• [Exercise brief]:
Would you set down each line of the data below exactly?

• [Entries provided]:
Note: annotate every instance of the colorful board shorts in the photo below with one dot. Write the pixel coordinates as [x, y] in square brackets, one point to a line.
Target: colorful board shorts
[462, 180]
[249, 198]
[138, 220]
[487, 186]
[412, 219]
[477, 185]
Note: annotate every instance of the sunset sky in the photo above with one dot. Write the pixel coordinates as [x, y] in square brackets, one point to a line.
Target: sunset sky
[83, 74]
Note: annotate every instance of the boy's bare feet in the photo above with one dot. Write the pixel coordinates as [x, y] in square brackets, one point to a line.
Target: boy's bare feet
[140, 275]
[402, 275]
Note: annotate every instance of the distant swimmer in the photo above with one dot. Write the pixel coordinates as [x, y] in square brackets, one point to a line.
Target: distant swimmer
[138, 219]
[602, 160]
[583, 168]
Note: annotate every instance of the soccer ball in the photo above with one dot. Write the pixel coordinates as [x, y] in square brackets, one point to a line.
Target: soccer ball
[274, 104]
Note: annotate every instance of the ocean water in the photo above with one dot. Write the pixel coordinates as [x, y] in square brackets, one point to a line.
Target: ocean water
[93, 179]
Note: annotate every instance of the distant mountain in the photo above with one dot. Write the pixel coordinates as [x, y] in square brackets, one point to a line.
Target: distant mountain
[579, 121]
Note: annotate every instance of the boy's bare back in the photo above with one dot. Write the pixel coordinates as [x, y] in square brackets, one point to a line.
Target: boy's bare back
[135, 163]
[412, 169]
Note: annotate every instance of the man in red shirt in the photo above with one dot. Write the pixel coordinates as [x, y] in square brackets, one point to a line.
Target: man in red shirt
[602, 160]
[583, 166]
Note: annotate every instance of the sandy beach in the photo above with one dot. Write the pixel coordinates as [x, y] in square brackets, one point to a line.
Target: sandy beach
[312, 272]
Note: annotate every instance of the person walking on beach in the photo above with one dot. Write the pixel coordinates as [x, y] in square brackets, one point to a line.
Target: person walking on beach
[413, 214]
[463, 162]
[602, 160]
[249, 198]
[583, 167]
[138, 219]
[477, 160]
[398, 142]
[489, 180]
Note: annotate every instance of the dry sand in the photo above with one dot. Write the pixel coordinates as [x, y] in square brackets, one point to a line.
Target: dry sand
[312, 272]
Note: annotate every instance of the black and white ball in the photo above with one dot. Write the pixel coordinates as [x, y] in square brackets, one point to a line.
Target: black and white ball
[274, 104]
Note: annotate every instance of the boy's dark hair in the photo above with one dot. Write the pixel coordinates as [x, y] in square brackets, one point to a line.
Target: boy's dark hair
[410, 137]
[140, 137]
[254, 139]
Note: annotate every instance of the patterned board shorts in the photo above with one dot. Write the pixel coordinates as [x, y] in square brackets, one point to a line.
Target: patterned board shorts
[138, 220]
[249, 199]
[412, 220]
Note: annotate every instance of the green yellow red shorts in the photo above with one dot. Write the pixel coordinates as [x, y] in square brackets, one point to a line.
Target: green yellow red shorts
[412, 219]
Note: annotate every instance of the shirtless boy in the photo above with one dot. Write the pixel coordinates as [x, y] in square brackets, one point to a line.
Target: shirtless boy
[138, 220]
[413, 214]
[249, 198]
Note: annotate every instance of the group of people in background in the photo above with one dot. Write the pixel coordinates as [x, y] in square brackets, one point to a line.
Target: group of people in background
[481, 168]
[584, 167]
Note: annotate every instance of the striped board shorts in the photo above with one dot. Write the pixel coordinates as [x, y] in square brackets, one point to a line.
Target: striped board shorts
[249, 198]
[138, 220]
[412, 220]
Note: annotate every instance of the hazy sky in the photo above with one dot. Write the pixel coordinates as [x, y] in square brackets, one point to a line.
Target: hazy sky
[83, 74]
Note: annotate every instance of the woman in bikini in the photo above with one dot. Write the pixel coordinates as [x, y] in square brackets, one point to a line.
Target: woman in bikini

• [Response area]:
Note: annotate every instance of the colorful board shorts in the photo below with one dot. Write the pixel coordinates as [x, y] in square brackets, one point to a line.
Target: colorful board shorts
[462, 180]
[249, 198]
[138, 220]
[487, 186]
[412, 219]
[477, 185]
Note: annotate every instance of the sunset sky in the photo above with one dot. Write the pixel coordinates as [x, y] in square brackets, one point to a line.
Target: sunset sky
[83, 74]
Note: annotate every instance of the boy's bare feet in the photo above with one dot. Write the pixel coordinates as [x, y] in square brackets, one point to a line.
Target: boy's bare feet
[140, 275]
[402, 275]
Note: annotate every instance of the distant swimmer in the photo above with one dot. Write the pixel coordinates as [x, y] in square brackets, one point to a line.
Target: distant swimmer
[138, 219]
[602, 160]
[583, 168]
Note: annotate every instance of the soccer ball in the photo above with one dot. Write the pixel coordinates as [x, y] in square brackets, one point to a line.
Target: soccer ball
[274, 104]
Note: annotate every instance of the ocean water in the photo above with one dot. Write the pixel coordinates as [x, y] in square brackets, one point to a line.
Target: ocean water
[93, 179]
Note: annotate every instance of the distant mountain in the photo above with one dot. Write the pixel coordinates as [x, y] in square brackets, one point to a line.
Target: distant mountain
[579, 121]
Note: annotate every instance of the boy's bare back in the photo above with one dot. Write the pixel coordinates as [x, y] in square brackets, one point to a line.
Target: boy's bare back
[135, 163]
[412, 169]
Note: annotate every instance of the man in red shirt in the photo above with one dot. Write the pixel coordinates as [x, y] in square brackets, one point to a line.
Target: man in red shirt
[602, 160]
[583, 166]
Note: annotate every instance of the sandy beach in the photo above with one dot. Write the pixel coordinates as [x, y] in square brackets, one point to a line.
Target: sandy beach
[312, 272]
Note: annotate every instance of the person walking on beach in the photo above with one dot. Write the pixel coordinates as [x, y] in square brackets, one point to a line.
Target: person walking on beach
[413, 214]
[463, 162]
[602, 160]
[249, 198]
[583, 167]
[138, 219]
[477, 160]
[398, 142]
[489, 180]
Note: annotate every instance of the dry sand in the photo above with one dot. Write the pixel coordinates as [x, y] in square brackets, one point to a line.
Target: dry sand
[312, 272]
Note: annotate every instance of the black and white ball in the photo above with one dot. Write the pixel coordinates as [x, y] in square brackets, one point to a line.
Target: black and white ball
[274, 104]
Note: annotate every instance of the boy's dark hair in the photo above with one dot. Write the pixel coordinates as [x, y] in square brackets, one point to a line.
Target: boy's dark hair
[410, 137]
[140, 137]
[254, 139]
Note: annotate every instance of the patterned board shorts in the photo above with one dot. Write the pixel coordinates as [x, y] in square brackets, one point to a line.
Target: patterned board shorts
[138, 220]
[249, 199]
[412, 220]
Note: annotate every instance of the green yellow red shorts in the photo above with one dot. Write the pixel coordinates as [x, y] in square brackets, one point to a line.
Target: green yellow red shorts
[412, 219]
Note: annotate every instance of the shirtless boy in the photo above with one dot. Write the pixel coordinates as [x, y] in square brackets, one point to a line.
Target: shirtless boy
[138, 220]
[413, 214]
[249, 198]
Note: annotate every instance of the group of people in background in the photo above with one dot. Write the pixel coordinates as [x, y] in square brackets, one point to a line.
Target: group of people in background
[481, 168]
[584, 167]
Note: annotate every instance of the striped board shorts in the photo above with one dot. Write the pixel coordinates as [x, y] in square brackets, one point to a line.
Target: striped board shorts
[249, 198]
[138, 220]
[412, 220]
Note: annotate every instance of the hazy sky in the photo above with one dot. Write the pixel coordinates as [x, y] in square brackets, one point to a line.
Target: hazy sky
[83, 74]
Note: annotate every instance of the woman in bikini in the photo above with one dot. Write the pixel coordinates as [x, y] in square brackets, one point to a line.
Target: woman in bikini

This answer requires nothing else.